:: JOB ::
Pull out every one of the items below and reproduce each one word for word.

:: RECORD EXTRACTS ::

"""

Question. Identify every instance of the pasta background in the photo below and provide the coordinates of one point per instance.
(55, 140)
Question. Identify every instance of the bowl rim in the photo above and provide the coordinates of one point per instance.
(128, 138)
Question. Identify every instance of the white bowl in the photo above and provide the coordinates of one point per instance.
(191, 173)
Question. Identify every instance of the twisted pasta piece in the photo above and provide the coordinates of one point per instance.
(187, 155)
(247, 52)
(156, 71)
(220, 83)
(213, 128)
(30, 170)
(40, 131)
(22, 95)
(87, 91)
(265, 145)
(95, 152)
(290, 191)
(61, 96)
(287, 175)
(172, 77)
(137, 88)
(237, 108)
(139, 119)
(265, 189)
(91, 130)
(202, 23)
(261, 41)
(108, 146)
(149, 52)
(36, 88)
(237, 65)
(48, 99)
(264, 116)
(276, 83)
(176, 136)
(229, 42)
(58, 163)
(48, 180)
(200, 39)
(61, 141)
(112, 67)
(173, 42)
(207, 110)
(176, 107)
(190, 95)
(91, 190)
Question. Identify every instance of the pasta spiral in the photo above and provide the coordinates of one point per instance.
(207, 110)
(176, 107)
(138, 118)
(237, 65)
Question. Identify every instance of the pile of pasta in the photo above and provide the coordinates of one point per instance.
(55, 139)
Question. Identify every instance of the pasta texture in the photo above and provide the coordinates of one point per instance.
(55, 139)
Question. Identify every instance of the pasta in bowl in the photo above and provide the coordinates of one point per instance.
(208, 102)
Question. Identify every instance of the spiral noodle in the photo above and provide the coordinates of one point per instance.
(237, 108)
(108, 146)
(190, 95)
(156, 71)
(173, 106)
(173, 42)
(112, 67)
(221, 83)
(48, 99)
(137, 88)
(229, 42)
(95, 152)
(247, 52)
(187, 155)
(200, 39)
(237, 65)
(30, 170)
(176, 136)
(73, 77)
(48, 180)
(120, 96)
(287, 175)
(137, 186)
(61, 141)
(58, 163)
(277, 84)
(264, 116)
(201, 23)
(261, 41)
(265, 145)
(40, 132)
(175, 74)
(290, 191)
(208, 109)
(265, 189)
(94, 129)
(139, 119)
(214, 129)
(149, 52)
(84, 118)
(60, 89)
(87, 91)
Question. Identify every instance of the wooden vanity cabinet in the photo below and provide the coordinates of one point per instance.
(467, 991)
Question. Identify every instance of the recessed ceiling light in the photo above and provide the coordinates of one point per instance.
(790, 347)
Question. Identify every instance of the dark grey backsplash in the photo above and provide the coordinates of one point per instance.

"""

:: THE ANSWER ::
Question. Identify every instance of the pasta background in the photo below and provide the coordinates of one point per instance.
(55, 140)
Question. Identify every instance of the bowl rim in the photo above and provide the coordinates of one point per instance.
(128, 138)
Question. Identify every instance of the white bowl in the photo above and provide the coordinates of one point per instance.
(191, 173)
Question. Identify every instance of the twisted pasta piece in the photo above and provide the coordinates of one point per instance.
(187, 155)
(247, 52)
(156, 71)
(220, 83)
(213, 128)
(30, 170)
(40, 131)
(22, 95)
(87, 91)
(265, 145)
(95, 152)
(290, 191)
(61, 96)
(287, 175)
(172, 77)
(137, 88)
(237, 108)
(139, 119)
(265, 189)
(91, 130)
(202, 23)
(261, 41)
(108, 146)
(149, 52)
(36, 88)
(237, 65)
(48, 99)
(264, 116)
(276, 83)
(176, 136)
(229, 42)
(58, 163)
(48, 180)
(200, 39)
(61, 141)
(112, 67)
(173, 42)
(207, 110)
(176, 107)
(190, 95)
(91, 190)
Question. Identify every instance of the pasta spiral in the photo above and provide the coordinates of one point per instance.
(207, 110)
(176, 107)
(138, 118)
(237, 65)
Question. Identify every instance of the pile of pasta in the photo above and provide the coordinates of one point per instance.
(55, 139)
Question. Identify every instance of the pasta texture in the photo above and provide the coordinates of one point per instance.
(55, 139)
Question. Identify every instance of the pasta in bowl in the photo above and provide the coordinates of one point per instance.
(208, 102)
Question. Identify every instance of the spiral noodle in the photo above and provide the coordinates of one point per instance.
(237, 108)
(108, 146)
(190, 95)
(156, 71)
(173, 106)
(173, 42)
(112, 67)
(221, 83)
(48, 99)
(137, 88)
(229, 42)
(95, 152)
(247, 52)
(187, 155)
(200, 39)
(237, 65)
(30, 170)
(176, 136)
(73, 77)
(48, 180)
(120, 96)
(287, 175)
(137, 186)
(61, 141)
(58, 163)
(277, 84)
(264, 116)
(201, 23)
(261, 41)
(265, 145)
(40, 132)
(175, 74)
(290, 191)
(208, 109)
(265, 189)
(94, 129)
(139, 119)
(214, 129)
(149, 52)
(84, 118)
(60, 89)
(87, 91)
Question. Identify every instance of the wooden vanity cabinet in the photo below and provide the coordinates of one point per instance.
(467, 991)
Question. Identify every instance of the recessed ceiling light in the photo above and provide the coordinates of one point per instance.
(790, 347)
Question. Identify every instance of the dark grey backsplash in the photo above and provide the coordinates of one point per instance.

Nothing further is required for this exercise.